(Given problem):
Render the lines of the items below as a JSON list of strings, one string per line and no blank lines. Begin at the line that contains "of the navy" and continue through the final line of the items.

(Records to process):

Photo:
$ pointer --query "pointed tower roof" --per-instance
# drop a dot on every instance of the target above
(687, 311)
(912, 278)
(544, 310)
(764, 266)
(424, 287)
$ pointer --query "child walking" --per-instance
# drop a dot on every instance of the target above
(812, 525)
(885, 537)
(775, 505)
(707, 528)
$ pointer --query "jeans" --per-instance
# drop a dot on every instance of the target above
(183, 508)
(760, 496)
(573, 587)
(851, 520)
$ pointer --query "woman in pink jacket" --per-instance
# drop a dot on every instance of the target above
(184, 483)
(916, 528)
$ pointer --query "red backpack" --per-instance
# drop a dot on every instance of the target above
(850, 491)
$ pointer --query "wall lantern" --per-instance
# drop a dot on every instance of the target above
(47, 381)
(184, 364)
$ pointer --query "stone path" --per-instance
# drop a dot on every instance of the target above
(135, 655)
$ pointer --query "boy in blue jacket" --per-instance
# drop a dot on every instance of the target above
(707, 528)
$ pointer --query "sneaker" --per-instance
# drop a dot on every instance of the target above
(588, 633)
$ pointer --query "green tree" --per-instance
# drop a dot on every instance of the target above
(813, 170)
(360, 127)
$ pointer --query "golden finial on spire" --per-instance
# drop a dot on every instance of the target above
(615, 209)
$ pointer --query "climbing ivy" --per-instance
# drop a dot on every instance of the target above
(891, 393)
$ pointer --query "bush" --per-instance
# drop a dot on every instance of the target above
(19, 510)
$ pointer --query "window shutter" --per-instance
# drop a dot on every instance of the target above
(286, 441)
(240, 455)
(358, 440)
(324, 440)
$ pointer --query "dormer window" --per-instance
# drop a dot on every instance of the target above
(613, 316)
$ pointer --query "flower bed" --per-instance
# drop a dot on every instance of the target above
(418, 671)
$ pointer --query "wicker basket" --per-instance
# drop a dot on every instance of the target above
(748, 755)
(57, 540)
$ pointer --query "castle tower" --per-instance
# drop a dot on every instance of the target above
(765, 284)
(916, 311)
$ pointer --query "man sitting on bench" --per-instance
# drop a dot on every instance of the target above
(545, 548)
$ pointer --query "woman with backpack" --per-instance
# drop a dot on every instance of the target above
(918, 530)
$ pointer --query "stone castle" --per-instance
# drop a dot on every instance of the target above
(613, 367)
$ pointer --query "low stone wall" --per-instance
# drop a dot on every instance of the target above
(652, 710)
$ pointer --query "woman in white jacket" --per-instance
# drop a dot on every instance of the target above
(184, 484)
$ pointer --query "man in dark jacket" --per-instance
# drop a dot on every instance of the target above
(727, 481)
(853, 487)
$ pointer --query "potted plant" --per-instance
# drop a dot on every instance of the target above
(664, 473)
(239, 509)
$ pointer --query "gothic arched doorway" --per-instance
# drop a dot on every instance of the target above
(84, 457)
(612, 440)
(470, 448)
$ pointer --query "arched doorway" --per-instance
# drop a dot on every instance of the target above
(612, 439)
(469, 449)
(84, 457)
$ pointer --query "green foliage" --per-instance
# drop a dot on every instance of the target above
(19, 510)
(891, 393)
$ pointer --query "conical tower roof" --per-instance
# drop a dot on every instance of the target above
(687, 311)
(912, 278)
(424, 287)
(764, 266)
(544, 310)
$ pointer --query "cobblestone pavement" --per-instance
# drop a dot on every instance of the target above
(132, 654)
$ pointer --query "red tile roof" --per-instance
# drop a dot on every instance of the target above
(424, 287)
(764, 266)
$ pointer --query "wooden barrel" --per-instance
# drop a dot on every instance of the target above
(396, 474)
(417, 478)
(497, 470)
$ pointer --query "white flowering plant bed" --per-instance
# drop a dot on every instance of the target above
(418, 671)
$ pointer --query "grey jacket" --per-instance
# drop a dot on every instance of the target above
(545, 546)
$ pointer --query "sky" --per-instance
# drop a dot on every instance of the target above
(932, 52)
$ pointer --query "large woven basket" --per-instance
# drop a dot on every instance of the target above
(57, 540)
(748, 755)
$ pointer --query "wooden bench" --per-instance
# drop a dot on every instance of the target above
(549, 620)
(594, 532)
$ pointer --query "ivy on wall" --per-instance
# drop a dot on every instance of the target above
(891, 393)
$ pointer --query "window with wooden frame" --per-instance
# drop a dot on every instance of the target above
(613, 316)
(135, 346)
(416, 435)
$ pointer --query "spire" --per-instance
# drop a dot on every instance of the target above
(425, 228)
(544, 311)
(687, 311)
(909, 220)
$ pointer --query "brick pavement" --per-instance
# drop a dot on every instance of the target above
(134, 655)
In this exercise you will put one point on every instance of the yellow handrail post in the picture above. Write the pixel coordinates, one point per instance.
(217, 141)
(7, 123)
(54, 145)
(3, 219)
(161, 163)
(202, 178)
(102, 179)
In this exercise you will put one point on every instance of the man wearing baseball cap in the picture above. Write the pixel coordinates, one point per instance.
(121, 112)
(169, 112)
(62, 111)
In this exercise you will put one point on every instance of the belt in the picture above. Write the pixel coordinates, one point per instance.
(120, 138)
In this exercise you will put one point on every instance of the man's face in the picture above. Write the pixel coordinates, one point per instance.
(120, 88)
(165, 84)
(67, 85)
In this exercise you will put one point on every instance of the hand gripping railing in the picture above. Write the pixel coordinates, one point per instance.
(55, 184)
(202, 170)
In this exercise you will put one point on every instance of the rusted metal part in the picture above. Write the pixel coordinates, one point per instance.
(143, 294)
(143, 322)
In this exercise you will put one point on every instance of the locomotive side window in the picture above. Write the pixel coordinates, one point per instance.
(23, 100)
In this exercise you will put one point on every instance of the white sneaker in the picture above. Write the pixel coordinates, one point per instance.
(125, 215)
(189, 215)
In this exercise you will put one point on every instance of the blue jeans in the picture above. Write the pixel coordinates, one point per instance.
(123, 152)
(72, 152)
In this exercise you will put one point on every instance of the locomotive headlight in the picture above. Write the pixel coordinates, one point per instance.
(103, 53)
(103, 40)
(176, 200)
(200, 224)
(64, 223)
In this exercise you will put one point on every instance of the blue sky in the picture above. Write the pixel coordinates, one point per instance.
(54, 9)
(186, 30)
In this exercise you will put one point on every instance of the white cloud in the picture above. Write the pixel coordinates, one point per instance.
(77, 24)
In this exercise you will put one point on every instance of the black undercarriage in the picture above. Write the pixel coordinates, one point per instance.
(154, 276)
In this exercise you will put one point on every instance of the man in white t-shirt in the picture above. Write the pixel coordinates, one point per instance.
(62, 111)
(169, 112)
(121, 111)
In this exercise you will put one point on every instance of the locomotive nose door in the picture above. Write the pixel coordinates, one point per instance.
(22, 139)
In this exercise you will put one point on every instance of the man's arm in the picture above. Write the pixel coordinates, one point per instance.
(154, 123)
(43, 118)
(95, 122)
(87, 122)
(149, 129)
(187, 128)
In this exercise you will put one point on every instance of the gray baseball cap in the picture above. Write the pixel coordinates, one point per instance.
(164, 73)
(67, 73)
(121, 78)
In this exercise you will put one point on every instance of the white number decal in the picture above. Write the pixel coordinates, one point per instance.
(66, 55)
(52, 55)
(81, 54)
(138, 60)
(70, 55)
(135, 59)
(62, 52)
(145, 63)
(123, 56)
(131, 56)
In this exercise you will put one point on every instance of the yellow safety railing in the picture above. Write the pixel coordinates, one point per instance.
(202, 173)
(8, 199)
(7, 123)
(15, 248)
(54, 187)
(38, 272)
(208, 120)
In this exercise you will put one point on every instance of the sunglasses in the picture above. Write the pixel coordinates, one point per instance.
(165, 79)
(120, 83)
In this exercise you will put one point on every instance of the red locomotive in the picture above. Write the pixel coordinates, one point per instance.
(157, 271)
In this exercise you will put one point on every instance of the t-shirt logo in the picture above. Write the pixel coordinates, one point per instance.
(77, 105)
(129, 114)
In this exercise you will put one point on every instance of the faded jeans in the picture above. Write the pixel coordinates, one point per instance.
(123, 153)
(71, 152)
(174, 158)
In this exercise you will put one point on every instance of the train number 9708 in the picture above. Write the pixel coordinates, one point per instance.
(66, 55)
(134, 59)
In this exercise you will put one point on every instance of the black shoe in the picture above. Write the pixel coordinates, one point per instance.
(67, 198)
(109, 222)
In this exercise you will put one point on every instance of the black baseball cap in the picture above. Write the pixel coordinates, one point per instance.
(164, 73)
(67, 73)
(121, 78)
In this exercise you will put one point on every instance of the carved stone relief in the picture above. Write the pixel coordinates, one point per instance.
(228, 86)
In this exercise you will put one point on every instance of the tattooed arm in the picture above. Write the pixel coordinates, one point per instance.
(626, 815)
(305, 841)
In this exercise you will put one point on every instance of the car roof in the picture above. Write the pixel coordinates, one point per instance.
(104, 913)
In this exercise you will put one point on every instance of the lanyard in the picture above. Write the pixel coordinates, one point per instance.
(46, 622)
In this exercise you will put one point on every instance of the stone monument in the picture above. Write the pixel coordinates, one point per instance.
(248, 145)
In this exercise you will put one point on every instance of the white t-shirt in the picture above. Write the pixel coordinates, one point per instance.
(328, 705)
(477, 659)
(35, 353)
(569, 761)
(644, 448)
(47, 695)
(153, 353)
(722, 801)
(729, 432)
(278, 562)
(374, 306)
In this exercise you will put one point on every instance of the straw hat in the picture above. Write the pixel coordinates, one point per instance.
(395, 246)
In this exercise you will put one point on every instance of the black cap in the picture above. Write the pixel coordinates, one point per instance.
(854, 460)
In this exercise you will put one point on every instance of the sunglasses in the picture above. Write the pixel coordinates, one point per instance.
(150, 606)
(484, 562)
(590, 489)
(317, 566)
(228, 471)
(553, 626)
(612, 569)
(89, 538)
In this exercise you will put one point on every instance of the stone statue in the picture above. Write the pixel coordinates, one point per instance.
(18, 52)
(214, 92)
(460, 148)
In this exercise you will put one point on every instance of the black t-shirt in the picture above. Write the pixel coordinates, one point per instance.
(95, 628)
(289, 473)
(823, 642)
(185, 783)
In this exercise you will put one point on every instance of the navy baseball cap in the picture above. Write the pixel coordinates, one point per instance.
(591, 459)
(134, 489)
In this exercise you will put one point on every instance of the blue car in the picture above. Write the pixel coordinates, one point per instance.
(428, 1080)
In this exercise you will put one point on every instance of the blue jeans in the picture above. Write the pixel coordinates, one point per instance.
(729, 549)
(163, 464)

(Response to this task):
[
  "In this exercise you will put one point on every instance of the navy baseball cap in the picture above. Write the pixel coordinates, one point per instance.",
  "(591, 459)",
  "(134, 489)",
  "In this exercise you will put one point on every instance of the blue car in the picture above. Write the pixel coordinates, one point per instance.",
  "(428, 1080)",
  "In this exercise you will put one point on every instance of the blue jeans in the picture above. Write the pixel coordinates, one point per instance.",
  "(729, 549)",
  "(163, 464)"
]